Activity >>
Word for word, restate every record, though not the pictures.

Excerpted data >>

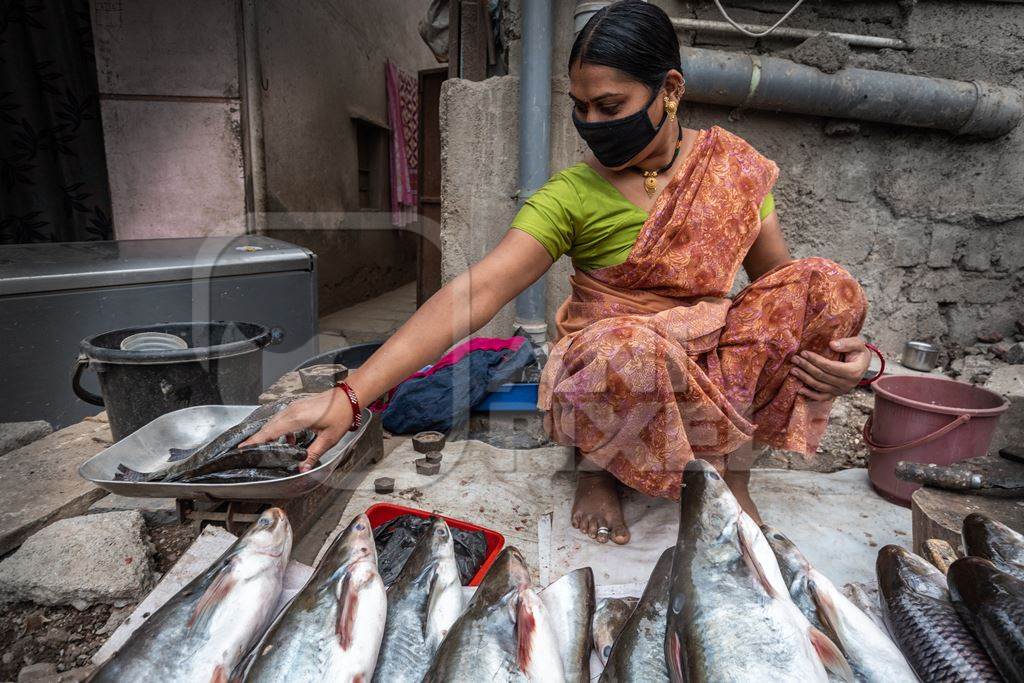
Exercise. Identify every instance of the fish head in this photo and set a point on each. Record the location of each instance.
(441, 543)
(985, 537)
(353, 545)
(709, 510)
(270, 534)
(791, 561)
(899, 569)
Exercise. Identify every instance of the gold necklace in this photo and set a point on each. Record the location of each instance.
(650, 177)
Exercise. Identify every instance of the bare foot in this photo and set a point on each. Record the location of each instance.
(738, 481)
(597, 505)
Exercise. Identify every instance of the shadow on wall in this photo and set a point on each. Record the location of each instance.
(359, 254)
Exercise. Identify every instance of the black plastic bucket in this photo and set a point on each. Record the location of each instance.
(150, 371)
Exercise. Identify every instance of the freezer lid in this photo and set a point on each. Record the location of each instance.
(76, 265)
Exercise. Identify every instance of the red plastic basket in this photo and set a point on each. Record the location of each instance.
(381, 513)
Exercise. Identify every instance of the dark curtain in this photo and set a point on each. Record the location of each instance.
(53, 184)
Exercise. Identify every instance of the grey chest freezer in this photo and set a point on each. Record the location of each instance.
(54, 295)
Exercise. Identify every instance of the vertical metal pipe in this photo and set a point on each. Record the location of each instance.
(535, 141)
(253, 111)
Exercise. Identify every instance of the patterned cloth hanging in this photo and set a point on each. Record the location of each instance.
(402, 110)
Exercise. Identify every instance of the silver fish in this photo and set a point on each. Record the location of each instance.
(569, 603)
(332, 630)
(609, 615)
(206, 629)
(871, 653)
(187, 462)
(422, 605)
(638, 653)
(727, 617)
(866, 600)
(504, 635)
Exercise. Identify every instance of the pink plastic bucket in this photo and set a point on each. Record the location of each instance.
(926, 420)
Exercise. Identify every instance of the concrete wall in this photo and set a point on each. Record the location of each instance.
(168, 76)
(324, 62)
(932, 225)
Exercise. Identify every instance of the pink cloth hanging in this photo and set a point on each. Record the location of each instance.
(402, 114)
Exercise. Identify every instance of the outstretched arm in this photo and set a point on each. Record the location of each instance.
(459, 308)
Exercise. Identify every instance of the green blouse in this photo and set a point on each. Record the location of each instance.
(596, 232)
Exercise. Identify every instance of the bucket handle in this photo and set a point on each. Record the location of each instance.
(879, 447)
(76, 382)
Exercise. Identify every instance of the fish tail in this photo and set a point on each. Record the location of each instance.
(346, 613)
(125, 473)
(525, 625)
(219, 676)
(830, 655)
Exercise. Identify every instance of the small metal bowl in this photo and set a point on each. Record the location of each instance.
(920, 355)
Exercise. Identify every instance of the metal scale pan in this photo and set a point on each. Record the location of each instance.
(146, 451)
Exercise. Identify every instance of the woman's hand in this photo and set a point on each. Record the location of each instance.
(824, 379)
(329, 414)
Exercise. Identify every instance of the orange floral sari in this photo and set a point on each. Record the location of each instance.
(654, 366)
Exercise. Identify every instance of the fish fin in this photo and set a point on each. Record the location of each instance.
(525, 624)
(751, 559)
(125, 473)
(675, 657)
(174, 455)
(830, 655)
(826, 610)
(219, 588)
(349, 600)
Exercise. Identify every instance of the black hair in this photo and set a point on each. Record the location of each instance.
(633, 36)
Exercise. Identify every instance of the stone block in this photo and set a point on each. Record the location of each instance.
(39, 482)
(1008, 381)
(155, 510)
(82, 561)
(15, 434)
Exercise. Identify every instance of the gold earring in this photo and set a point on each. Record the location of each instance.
(671, 105)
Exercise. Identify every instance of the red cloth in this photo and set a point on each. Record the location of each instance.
(402, 115)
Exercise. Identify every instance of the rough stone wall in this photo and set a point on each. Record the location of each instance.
(323, 63)
(932, 224)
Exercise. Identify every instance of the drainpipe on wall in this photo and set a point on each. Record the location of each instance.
(758, 82)
(252, 101)
(535, 143)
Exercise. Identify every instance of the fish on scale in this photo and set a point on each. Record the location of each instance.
(222, 453)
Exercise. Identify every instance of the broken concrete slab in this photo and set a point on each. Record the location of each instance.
(81, 561)
(39, 482)
(155, 510)
(15, 434)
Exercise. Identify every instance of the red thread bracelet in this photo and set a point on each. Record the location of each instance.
(881, 370)
(354, 401)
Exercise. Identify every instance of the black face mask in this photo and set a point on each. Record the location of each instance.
(614, 142)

Response box >>
Exercise. Identify every instance of the fish head in this photo and set a point on each. Record the location of each instance.
(441, 543)
(985, 537)
(353, 545)
(709, 510)
(270, 534)
(791, 561)
(899, 569)
Exercise. Identify every instance of the gold necklace in this photo and set a point on each. Record the location of each instance.
(650, 177)
Exercise. Identify every instance of the bare foot in this photo and set a point on each. Record the location of each instance.
(738, 481)
(597, 505)
Exercise. Identify every instance of the shadow on wall in this photo and set a point on each. Record the location of each instance.
(359, 254)
Exercise. Identify every instance of the black plastic bucket in this photo and set a point on each. Record the location of each instance.
(150, 371)
Exercise. Identify every instance of the freezer lid in this photo and set a point on each. Record the location of each instance.
(76, 265)
Exercise. Identify every instance of the red plastic basket in this photo and set a point on each. Record the location of each instance.
(381, 513)
Exercise. Identify every instance of the dark curtain in this photo and set a point on each. Record the location of each instance.
(53, 184)
Exercise. Identify every instance of the grey chest freezer in this photo and set a point on each. Record the location of each instance.
(54, 295)
Exercise. Identify every instance of the vertical metal pipe in this photo and set a point on each. Record the location of each instance.
(535, 141)
(253, 111)
Exercise. Identify every instance of the patterned cloth hanging in this photo and set a point on each. Record the location of each instance.
(402, 110)
Exercise. Identify every instance of the silver fish in this photo and set a point on each. Record the location of each instance.
(569, 603)
(332, 630)
(609, 615)
(206, 629)
(871, 653)
(187, 462)
(422, 605)
(638, 653)
(727, 617)
(866, 600)
(504, 635)
Exercise. Identify every instance of the pink plastic bucket in this photo and set a point on each. Record the location of each instance.
(926, 420)
Exercise. Identify every instance of the concrete wall in this photo and set a point on each. Record the location of each instance.
(168, 76)
(324, 62)
(932, 225)
Exercise. Identify every instance of the pink cloth hanging in this photo and set a point on each. Record the location of each instance.
(402, 114)
Exercise. Identify every instance of the outstretched arm in this photo and set a point on each. Record the location of each instance.
(459, 308)
Exercise. Identify every instance of the green blouse in this photo and set a point on each. Record the location of each instance.
(596, 232)
Exercise. Identify every instance of the bucket handle in this photo and set a point on each. Record the location of each instance.
(879, 447)
(76, 382)
Exercise. Identify every instance of the fish tail in this photo and set a point on each. Record the location of each instance.
(346, 613)
(125, 473)
(525, 625)
(219, 676)
(830, 655)
Exercise. Identify every instance of the small metal bowl in this photo and set a point on each. Record the location of each instance.
(920, 355)
Exercise. Identify every instance of the metal scale pan in this photo and set a point on each. Record the location of each instance.
(146, 451)
Exercise. Identify every instance of the woman's hand in this photo and set a point on each. Record the location of each instance.
(824, 379)
(329, 414)
Exercise. Identify every instance of the orange floral sari in this photo and set a point on each. Record the location of each instance.
(654, 366)
Exercise. Identify every instance of the fish fin in this photo and set a point on each. Record the location of each instance.
(525, 624)
(751, 559)
(125, 473)
(675, 657)
(174, 455)
(830, 655)
(826, 610)
(219, 588)
(349, 600)
Exercise. Identify every instance of the black hair in this photo and set a point on each. Record the location of each instance.
(633, 36)
Exercise. Identify every instance of the stone block in this photo and set a point on each. Record the location of each instance.
(39, 482)
(1008, 381)
(155, 510)
(82, 561)
(15, 434)
Exercise. Identify every instance of the gold earring in this photo and set a point on each. Record the location of each instance.
(671, 105)
Exercise. Identify every instance of the red cloth in this photo and set a point on each. Record the location of each instance.
(402, 115)
Exercise. Identify every instance of the rough stone wall in this photo and set a point on each. Record the location of each instance.
(323, 63)
(932, 224)
Exercise. Identify every instance of the drainpipe on wall in this photo and set a point on each. Record the location of each instance.
(758, 82)
(252, 101)
(535, 143)
Exercise. Identify every instance of the fish on scale in this photo and set a point on each. Record the location of each instance.
(222, 453)
Exercise. Identify every instance of the broken concrete slab in this photo and set a point on each. Record the location of each instance.
(81, 561)
(39, 482)
(155, 510)
(15, 434)
Exercise. Identify every instance of the red thread bracelet in this photo and set a point on each. Record the location of each instance.
(881, 370)
(354, 401)
Exercise. Identify every instance of the black face mask in this photo and set a point on each. Record the location of each instance.
(614, 142)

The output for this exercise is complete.